━━ Supplied records

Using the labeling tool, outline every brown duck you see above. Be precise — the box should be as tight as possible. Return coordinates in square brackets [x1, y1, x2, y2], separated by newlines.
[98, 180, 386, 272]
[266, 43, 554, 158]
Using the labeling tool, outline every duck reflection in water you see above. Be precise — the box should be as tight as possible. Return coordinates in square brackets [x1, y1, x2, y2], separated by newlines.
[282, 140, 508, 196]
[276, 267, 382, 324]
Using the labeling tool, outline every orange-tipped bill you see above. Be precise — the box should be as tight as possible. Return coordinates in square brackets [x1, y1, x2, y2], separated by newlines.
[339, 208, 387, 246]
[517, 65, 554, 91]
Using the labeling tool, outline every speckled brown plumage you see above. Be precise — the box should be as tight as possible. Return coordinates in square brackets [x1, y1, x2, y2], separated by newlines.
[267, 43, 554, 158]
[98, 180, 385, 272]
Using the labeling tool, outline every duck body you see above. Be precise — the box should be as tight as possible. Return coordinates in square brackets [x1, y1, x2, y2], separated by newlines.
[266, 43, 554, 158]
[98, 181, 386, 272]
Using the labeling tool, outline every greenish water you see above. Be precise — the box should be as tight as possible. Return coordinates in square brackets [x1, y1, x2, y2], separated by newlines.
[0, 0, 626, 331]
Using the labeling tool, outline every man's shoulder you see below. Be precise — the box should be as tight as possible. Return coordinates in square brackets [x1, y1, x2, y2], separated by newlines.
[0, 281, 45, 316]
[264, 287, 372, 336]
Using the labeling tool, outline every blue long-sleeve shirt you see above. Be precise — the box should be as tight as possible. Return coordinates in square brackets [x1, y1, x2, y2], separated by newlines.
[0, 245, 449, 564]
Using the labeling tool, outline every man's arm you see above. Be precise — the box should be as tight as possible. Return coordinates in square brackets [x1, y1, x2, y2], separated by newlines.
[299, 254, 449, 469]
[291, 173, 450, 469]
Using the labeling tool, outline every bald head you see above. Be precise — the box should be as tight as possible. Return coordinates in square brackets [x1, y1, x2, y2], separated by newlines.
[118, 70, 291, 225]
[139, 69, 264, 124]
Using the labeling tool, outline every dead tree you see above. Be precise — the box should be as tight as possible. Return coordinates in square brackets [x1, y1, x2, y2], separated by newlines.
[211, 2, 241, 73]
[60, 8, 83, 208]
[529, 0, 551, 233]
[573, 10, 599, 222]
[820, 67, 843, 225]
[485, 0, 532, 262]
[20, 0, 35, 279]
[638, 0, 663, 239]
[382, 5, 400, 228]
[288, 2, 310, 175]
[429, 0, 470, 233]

━━━━

Goal of the exercise:
Rewrite the entries as a numbered list, starting at their first line and stopping after the line containing "[291, 173, 450, 469]". Leave out any blank lines.

Output of the exercise:
1. Using the labeling tool, outline every brown duck you see above. Be precise — the box should be as tight as possible. Return coordinates in square brackets [x1, y1, x2, y2], separated by newlines.
2. [98, 180, 386, 272]
3. [266, 43, 554, 158]
4. Using the labeling tool, outline every duck reflection in water you see above. Be precise — the box should be as tight as possible. Return coordinates in square brackets [x1, y1, x2, y2], separated by newlines.
5. [282, 140, 508, 196]
6. [276, 267, 382, 324]
7. Using the labeling tool, outline every orange-tipped bill you see above. Be precise — the box should be as tight as possible. Return coordinates in square brackets [x1, y1, x2, y2], separated by newlines.
8. [339, 208, 387, 246]
9. [517, 65, 554, 91]
10. Using the labeling tool, outline every speckled brown plumage you see above. Be precise — the box should be as tight as possible. Return coordinates in square brackets [x1, y1, x2, y2], separated by newlines.
11. [267, 43, 554, 158]
12. [98, 180, 385, 272]
13. Using the labeling tool, outline every duck body you see above. Be precise — the box should be as tight as possible. Return coordinates in square brackets [x1, y1, x2, y2], separated by newlines.
14. [266, 43, 554, 158]
15. [98, 181, 386, 272]
16. Using the labeling tool, outline every greenish water you see above. Be precise — the box should be as tight as possible. Return coordinates in square brackets [x1, y1, x2, y2], separated by newlines.
17. [0, 0, 626, 331]
18. Using the labeling tool, outline every man's shoulder you see below. Be precise — the box should be as tight as possible. Return coordinates in square brackets [x1, y1, x2, y2], separated by newlines.
19. [0, 281, 45, 316]
20. [264, 287, 372, 336]
21. Using the labeling tool, outline every blue long-sleeve shirt you see above. Be precise — the box should be as tight as possible. Return coordinates in square brackets [x1, y1, x2, y2], separated by newlines.
22. [0, 245, 449, 564]
23. Using the labeling tool, outline every man's arm you see above. Be precise — the box should be as tight as possible. Return coordinates in square brackets [x1, y1, x2, y2], separated by newlines.
24. [299, 254, 449, 469]
25. [291, 173, 450, 469]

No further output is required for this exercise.